* _CHALLENGE 1_
In the records, rewrite the stretch from the line containing "Query: insect abdomen" through the end of the records, swapping "leaf" for "foliage" and changing nothing else.
══ GIVEN PASSAGE
A customer journey map tells the story of the customer’s experience: from initial contact, through the process of engagement and into a long-term relationship. It may focus on a particular part of the story or give an overview of the entire experience. (from here)

What’s more, journey mapping can be applied to different types of customers – not simply those following the “usual” funnel, but also those who might connect with an organization in a less-than-usual way (or sometimes a less-than-ideal way – like when they have a problem and need customer support).

For college ministers, the journey mapping process offers a whole lot of value for improving “member experience.” But I fear that many college ministers aren’t all that studied in the usual pathway for students in their organization, let alone for all the students who might come into contact with the ministry outside that normal pathway. When I interviewed 300-ish college ministers on my yearlong road trip, the “usual student pathway” question was one I asked regularly – inquiring about the road students tended to travel from first contact through the ministry’s various opportunities for assimilation, community, service, and leadership. It was rare for a college minister to clearly enunciate that common pathway, which certainly didn’t mean they were ignorant on the issue – but did mean it probably wasn’t something they thought about often.

But my point in asking that question was a little different than the point of journey mapping. The former (knowing students’ “usual pathway”) allows collegiate ministry leadership to tinker with helping students go deeper, and also to express best the hopes/expectations/opportunities for students in the ministry. The latter, journey mapping, more pointedly allows for empathy for what students experience… and with it, improvements in various parts of the “journey.”

I’ll chat more about journey mapping for college ministry this week, but hopefully this gets you started thinking. How clearly can you express what various students experience in trying to “navigate” your campus ministry? What do they experience as they try to gain the “hopes” I discussed yesterday?

And… I’m back. Our son’s birth went well, and we’re sleepy as we learn about life with two under two.

I’ve come to realize through the years that I’m drawn to all sorts of (what I would call) “ministry gaps” – areas the big-C Church seems to have under-served, under-appreciated, under-funded, etc.

That’s a big part of why I gravitated to college ministry nearly two decades ago.

And even as I do explore other ministry gaps, what’s great is that I can usually connect my pondering on those gaps to the world of collegiate ministry.

One thing I’ve had on my mind a lot lately is what you might call “user experience” within ministries. Since “UX” in the corporate world most often applies to digital settings (like how easily customers can navigate a company’s web page), the closest comparison here might actually be to CX – customer experience. But of course ministry people like us sometimes get a little queasy talking about attendees as “customers” – understandably.

So maybe it’s just “experience” for now. In the case of our field of ministry, CMX perhaps.

Whatever we call it, our “users’ experience” should be a major concern to anyone who leads a ministry. And significantly, for college ministers this MUST apply to “users” beyond freshmen.

Yet college ministries may function often like churches that put heavy investment into “first impressions” (for new guests) and “assimilation” for new regulars and/or new members… but then leave longer-term members largely to their own devices when it comes to going further up and further in.

So that’s what I’d like to blog about this week. It’s not a new discussion around here, but maybe some new thoughts in new ways will pop out.

In the meantime, I’d encourage you to ask how your investments line up: What percentage of emphasis, activity, and resources is dedicated to students “pre-assimilation”? (In your ministry, a student may be “assimilated” when they’ve joined a small group… attended three times… attended something more than the Large Group Meeting… or whatever. It doesn’t have to be an official designation to be useful here.)
════
══ DATA EXTRACT
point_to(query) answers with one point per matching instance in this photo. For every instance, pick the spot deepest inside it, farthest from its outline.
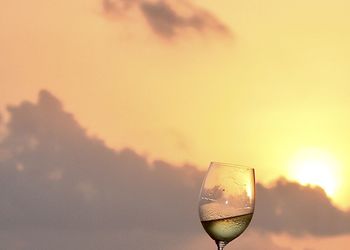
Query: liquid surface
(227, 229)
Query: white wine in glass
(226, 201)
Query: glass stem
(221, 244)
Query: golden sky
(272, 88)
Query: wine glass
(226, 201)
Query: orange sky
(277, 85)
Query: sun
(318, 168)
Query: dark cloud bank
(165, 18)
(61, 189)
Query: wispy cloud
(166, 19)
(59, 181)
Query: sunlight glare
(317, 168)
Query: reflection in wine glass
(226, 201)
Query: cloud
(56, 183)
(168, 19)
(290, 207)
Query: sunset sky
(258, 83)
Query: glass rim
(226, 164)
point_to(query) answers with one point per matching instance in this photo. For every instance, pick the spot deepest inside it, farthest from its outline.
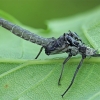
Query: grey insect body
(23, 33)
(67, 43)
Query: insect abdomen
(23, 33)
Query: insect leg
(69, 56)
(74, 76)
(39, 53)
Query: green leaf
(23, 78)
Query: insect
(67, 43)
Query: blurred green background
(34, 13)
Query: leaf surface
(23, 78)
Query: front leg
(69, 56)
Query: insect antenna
════
* _CHALLENGE 2_
In the text on journey mapping for college ministry, how many college ministers did the writer interview on the yearlong road trip?

* _EXPECTED OUTPUT 1_
Query: insect abdomen
(23, 33)
Query: insect leg
(69, 56)
(74, 76)
(39, 53)
Query: green foliage
(23, 78)
Query: insect
(67, 43)
Query: blurred green background
(34, 13)
Query: foliage surface
(23, 78)
Query: front leg
(69, 56)
Query: insect antenna

* _EXPECTED OUTPUT 2_
About 300.